▶ [DOCUMENTO DE ORIGEM]:
Apesar da vitória legislativa, que ocorreu pela Lei nº 13.869, de 2019 (Lei de Abuso de Autoridade), a qual alterou o Estatuto da Advocacia e entrou em vigor em janeiro de 2020, incluindo o artigo 7º- B, as violações e desrespeitos às nossas prerrogativas profissionais ainda persistem, e com muita frequência.

Advogados continuam a ser constrangidos em audiências, têm negado acesso a autos, sofrem restrições arbitrárias no contato com clientes e, não raramente, são intimidados em delegacias de polícia, Tribunais de Justiça ou nas Comissões Parlamentares de Inquérito. Tais atos não atingem apenas a dignidade do profissional, mas acima de tudo, comprometem os direitos fundamentais da cidadania a uma defesa plena.

Recentemente temos visto colegas advogados, em pleno exercício profissional, notadamente em CPIs, tornarem-se alvos de chacotas, piadas e constrangimentos agressivos por parte de autoridades que não respeitam a lei e cometem, dessa forma, crime.

[Entradas de apontamento de objetos rotulados]
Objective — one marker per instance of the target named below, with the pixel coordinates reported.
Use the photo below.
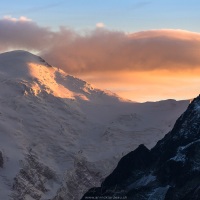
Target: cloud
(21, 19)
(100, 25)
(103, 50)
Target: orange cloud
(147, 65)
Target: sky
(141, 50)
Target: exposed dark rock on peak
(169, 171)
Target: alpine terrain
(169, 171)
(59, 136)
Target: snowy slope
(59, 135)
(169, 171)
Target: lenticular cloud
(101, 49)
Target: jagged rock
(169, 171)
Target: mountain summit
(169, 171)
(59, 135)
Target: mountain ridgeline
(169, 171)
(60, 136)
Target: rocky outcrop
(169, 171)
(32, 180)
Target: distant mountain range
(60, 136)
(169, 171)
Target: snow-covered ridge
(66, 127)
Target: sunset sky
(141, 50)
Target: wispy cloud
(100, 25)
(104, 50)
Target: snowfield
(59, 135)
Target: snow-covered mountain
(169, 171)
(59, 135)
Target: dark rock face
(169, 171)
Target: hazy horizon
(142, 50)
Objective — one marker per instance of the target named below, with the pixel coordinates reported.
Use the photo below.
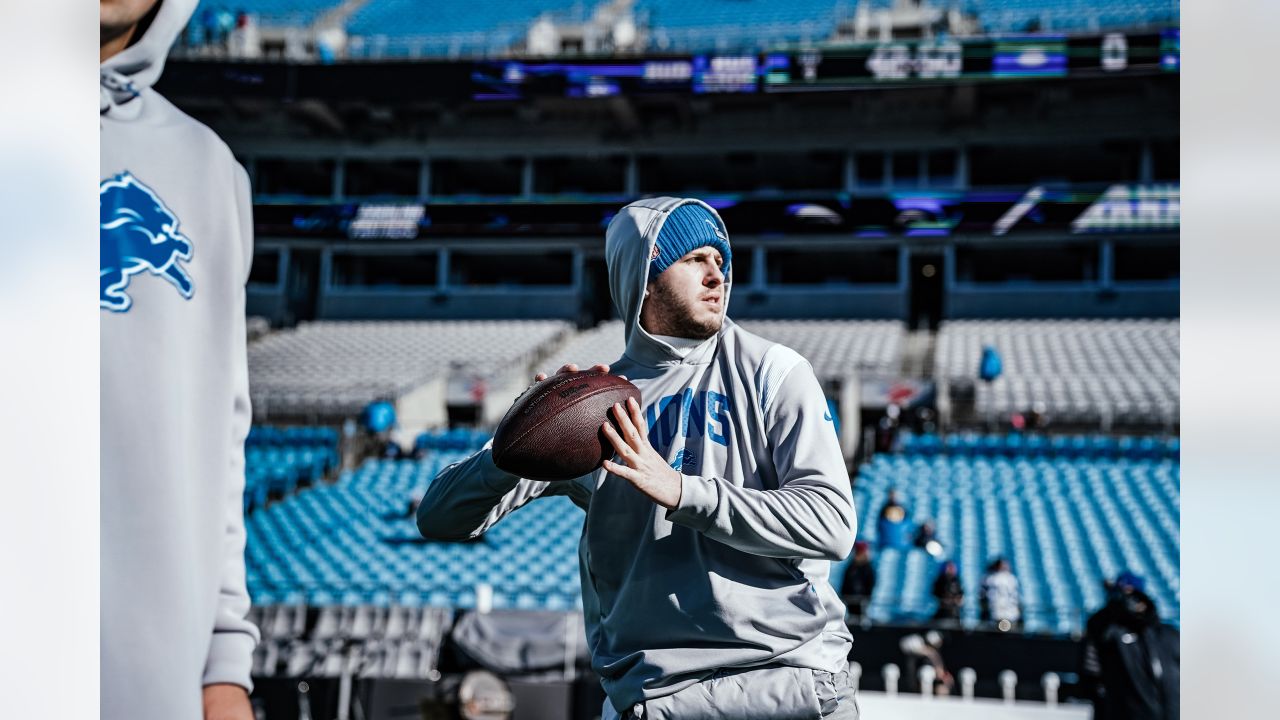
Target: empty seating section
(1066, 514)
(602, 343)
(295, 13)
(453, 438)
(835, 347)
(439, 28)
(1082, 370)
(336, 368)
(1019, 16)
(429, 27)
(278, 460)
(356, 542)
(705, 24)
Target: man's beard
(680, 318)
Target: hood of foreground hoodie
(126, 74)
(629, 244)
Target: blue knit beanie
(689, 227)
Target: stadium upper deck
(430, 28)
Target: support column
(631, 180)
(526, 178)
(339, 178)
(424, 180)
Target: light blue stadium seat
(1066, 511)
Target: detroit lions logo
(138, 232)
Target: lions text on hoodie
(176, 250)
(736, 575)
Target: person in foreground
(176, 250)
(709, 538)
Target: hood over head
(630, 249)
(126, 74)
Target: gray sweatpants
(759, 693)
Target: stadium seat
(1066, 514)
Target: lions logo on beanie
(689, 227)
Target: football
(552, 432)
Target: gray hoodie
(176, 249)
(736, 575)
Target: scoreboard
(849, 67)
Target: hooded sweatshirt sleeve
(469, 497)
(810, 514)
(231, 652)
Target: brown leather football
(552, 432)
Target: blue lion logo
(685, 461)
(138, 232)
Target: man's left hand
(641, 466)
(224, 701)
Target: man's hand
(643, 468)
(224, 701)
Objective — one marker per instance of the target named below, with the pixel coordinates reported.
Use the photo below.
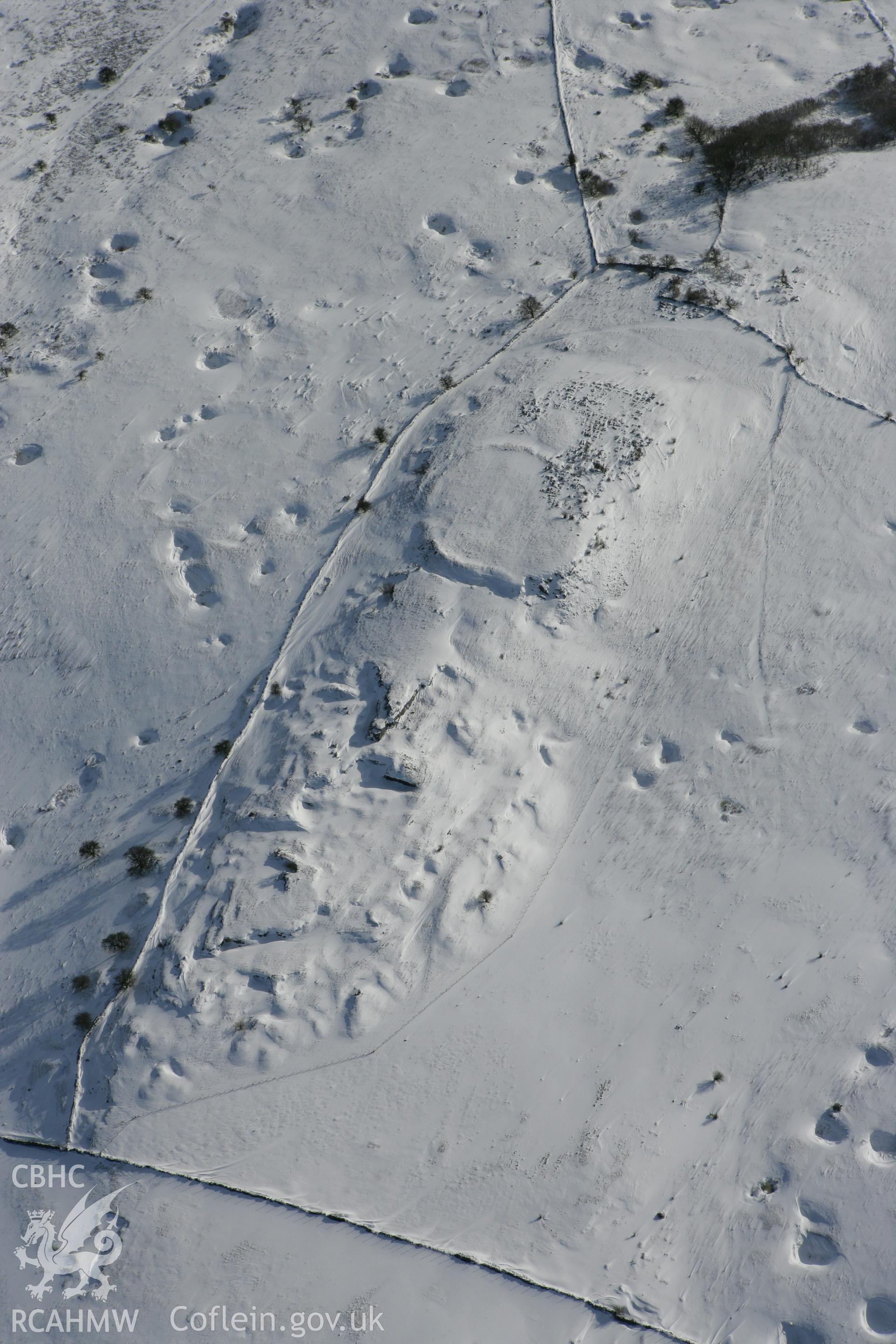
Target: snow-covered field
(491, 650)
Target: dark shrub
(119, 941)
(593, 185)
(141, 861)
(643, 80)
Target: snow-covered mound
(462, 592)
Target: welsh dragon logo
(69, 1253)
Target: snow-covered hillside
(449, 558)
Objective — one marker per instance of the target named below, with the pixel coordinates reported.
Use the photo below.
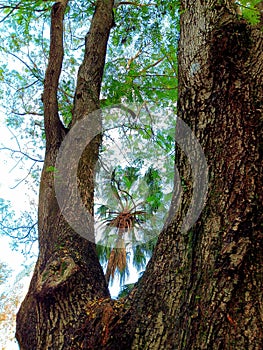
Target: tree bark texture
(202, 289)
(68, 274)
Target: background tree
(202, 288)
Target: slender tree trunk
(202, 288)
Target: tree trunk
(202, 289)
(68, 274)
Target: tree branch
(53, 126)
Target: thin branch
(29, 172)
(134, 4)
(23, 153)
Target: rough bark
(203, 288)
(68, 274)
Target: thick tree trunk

▶ [ORIENTAÇÃO]:
Liste os locais onde, segundo o texto sobre as prerrogativas da advocacia, os advogados são intimidados não raramente. As entradas não têm papel algum nesta tarefa.

▶ [A SOLUÇÃO]:
- Delegacias de polícia
- Tribunais de Justiça
- Comissões Parlamentares de Inquérito